**AIM**
Pick out every line in the entries below that contains the string "white", and copy each one. Case counts.
########
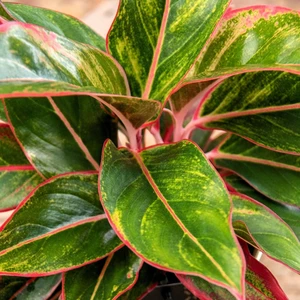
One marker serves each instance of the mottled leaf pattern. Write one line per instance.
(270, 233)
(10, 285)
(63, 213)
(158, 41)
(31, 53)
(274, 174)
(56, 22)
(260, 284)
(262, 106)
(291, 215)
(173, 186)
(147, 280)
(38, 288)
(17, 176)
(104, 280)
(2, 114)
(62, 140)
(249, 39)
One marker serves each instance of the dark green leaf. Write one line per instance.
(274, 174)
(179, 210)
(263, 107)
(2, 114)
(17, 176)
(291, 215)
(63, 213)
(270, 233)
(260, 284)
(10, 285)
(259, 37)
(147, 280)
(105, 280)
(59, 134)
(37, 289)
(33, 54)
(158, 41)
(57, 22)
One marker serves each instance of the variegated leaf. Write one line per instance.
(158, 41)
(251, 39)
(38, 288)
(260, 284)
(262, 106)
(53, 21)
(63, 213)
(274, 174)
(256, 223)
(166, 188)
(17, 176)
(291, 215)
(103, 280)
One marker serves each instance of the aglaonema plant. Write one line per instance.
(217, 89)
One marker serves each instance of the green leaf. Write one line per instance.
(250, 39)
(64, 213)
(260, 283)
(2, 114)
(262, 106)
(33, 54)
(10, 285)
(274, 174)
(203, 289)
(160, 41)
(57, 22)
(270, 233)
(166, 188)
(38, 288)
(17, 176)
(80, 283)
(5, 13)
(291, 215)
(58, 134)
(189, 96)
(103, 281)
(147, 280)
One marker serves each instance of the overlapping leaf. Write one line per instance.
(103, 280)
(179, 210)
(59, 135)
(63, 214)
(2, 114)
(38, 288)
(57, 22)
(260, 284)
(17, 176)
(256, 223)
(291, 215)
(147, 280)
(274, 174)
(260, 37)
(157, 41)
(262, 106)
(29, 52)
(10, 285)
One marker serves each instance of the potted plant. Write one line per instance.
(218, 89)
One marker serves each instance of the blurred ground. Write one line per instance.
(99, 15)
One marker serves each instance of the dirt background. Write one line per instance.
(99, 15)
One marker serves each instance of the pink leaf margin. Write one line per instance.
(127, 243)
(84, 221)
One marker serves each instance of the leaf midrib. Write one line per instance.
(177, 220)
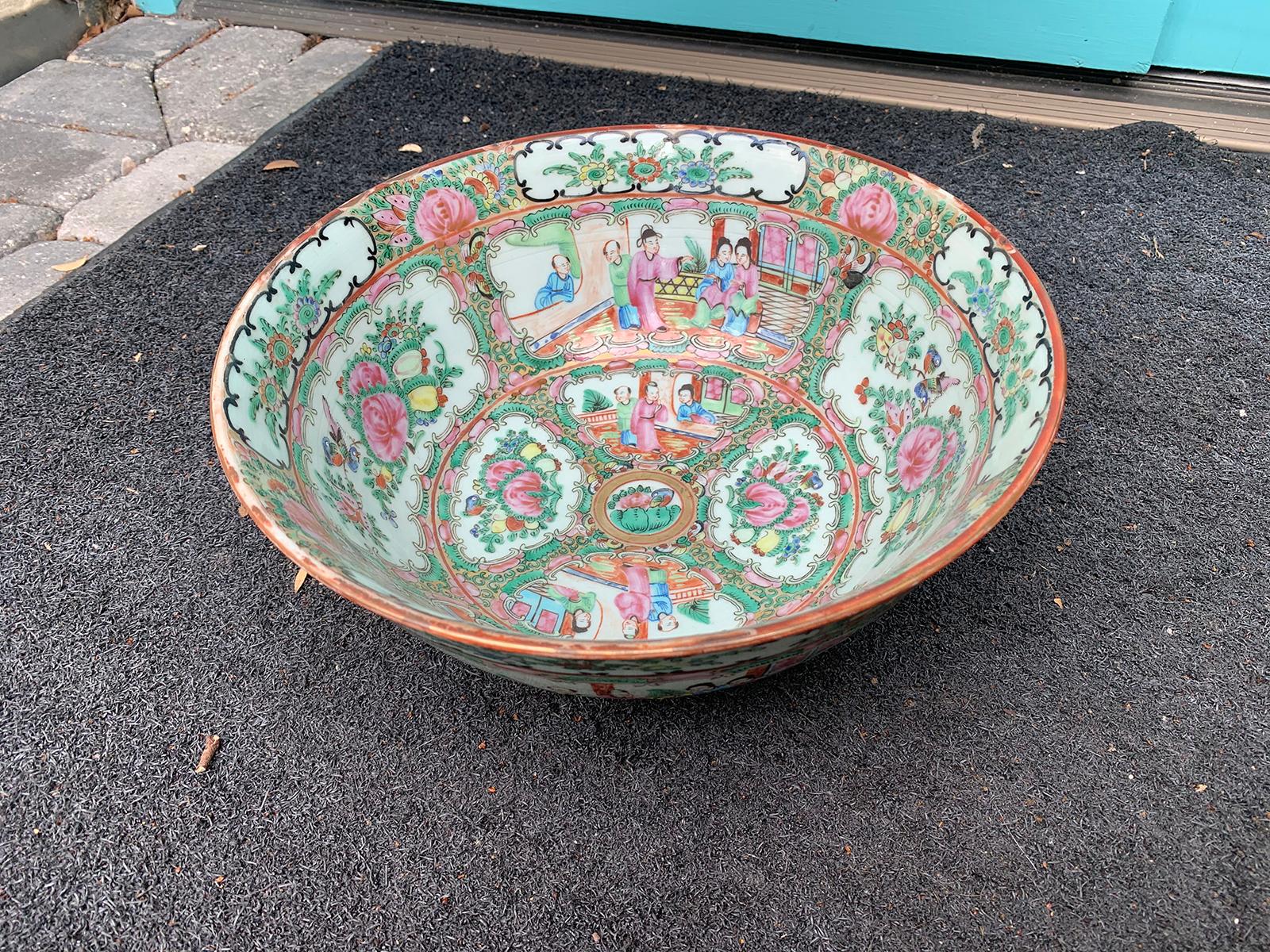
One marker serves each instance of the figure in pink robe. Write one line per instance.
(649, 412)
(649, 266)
########
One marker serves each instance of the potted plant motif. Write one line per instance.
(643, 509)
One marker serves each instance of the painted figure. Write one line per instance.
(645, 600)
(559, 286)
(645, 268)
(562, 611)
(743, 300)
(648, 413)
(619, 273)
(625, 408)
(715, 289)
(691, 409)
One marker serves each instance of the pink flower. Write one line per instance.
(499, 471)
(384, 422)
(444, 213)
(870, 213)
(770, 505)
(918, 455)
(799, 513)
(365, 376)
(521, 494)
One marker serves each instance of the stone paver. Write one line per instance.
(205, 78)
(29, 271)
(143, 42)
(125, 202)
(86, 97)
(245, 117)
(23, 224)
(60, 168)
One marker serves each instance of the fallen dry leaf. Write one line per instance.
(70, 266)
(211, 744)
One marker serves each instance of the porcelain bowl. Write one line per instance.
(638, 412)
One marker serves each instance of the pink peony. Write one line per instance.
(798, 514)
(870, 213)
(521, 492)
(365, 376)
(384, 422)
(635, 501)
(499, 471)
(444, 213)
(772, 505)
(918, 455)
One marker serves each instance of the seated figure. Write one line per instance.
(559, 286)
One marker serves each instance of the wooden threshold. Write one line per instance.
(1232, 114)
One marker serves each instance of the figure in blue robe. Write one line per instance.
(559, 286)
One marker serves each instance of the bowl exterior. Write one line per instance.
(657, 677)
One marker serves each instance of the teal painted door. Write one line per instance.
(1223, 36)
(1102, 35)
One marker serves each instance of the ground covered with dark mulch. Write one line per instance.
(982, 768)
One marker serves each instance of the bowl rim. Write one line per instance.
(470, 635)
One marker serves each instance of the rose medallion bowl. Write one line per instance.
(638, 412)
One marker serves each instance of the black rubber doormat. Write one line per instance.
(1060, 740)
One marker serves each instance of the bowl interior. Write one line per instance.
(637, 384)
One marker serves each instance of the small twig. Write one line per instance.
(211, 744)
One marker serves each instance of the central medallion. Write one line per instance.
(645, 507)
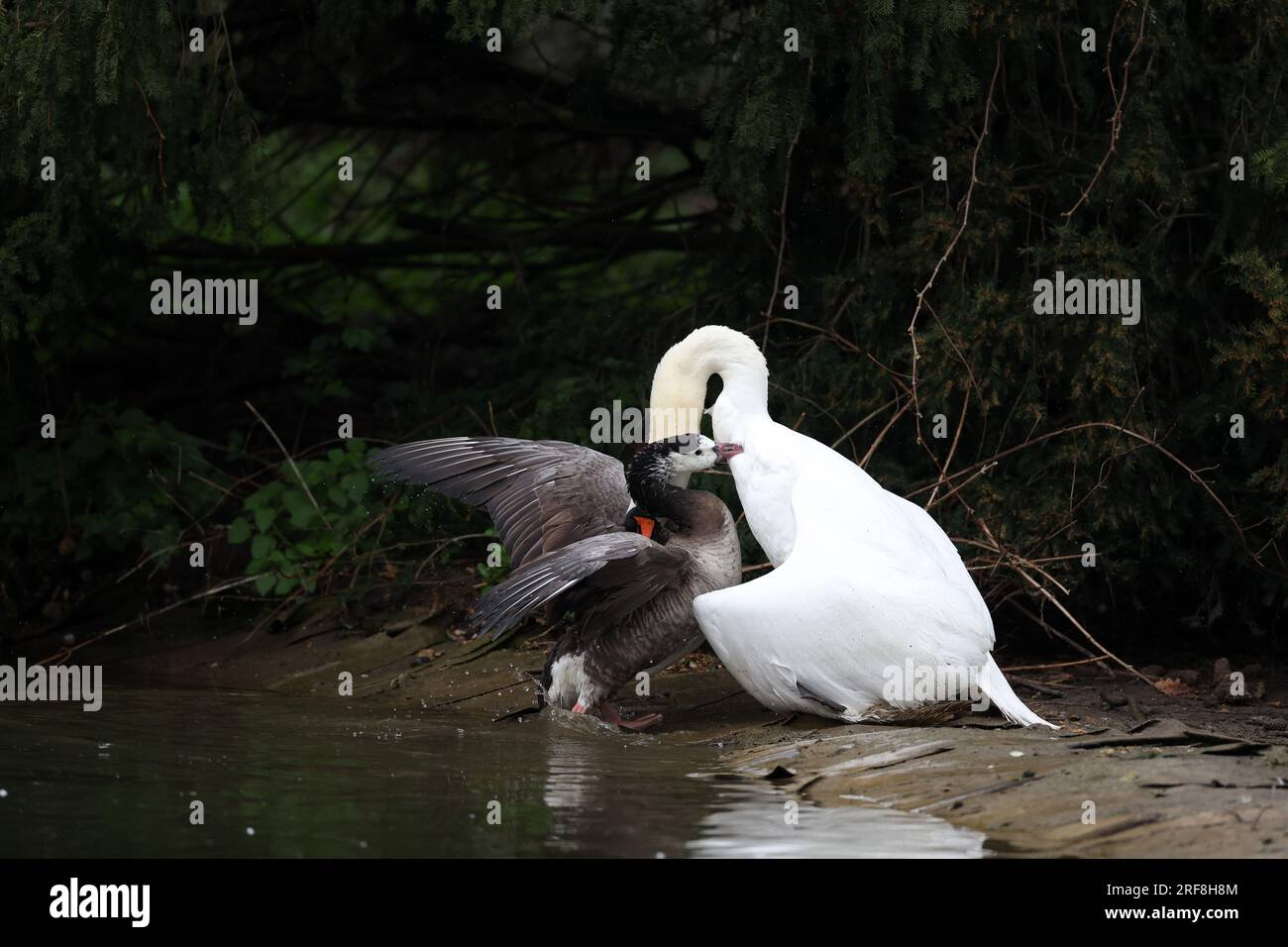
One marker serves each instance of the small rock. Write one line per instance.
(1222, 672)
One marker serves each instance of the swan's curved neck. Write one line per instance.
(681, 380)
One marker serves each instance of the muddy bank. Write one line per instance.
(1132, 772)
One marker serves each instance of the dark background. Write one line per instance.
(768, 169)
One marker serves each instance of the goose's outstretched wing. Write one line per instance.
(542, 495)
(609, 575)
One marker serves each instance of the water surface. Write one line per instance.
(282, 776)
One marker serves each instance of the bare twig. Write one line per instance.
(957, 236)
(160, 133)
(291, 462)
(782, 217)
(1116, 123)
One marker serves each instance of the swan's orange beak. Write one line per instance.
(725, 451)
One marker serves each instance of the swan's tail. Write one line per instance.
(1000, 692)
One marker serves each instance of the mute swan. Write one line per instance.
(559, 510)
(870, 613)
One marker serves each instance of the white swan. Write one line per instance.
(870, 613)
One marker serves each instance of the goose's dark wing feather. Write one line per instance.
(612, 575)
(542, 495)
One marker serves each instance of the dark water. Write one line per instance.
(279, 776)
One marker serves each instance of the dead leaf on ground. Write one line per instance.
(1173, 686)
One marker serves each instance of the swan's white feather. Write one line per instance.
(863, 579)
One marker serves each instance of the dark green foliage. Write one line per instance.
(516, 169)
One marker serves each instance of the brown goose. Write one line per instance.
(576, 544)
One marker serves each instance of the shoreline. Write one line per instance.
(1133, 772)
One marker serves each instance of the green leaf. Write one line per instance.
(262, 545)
########
**SOLUTION FOR THIS TASK**
One marker serves each instance of the white swan. Write one line per instance.
One marker serves each instance of the swan's white feather. Write one line per instance.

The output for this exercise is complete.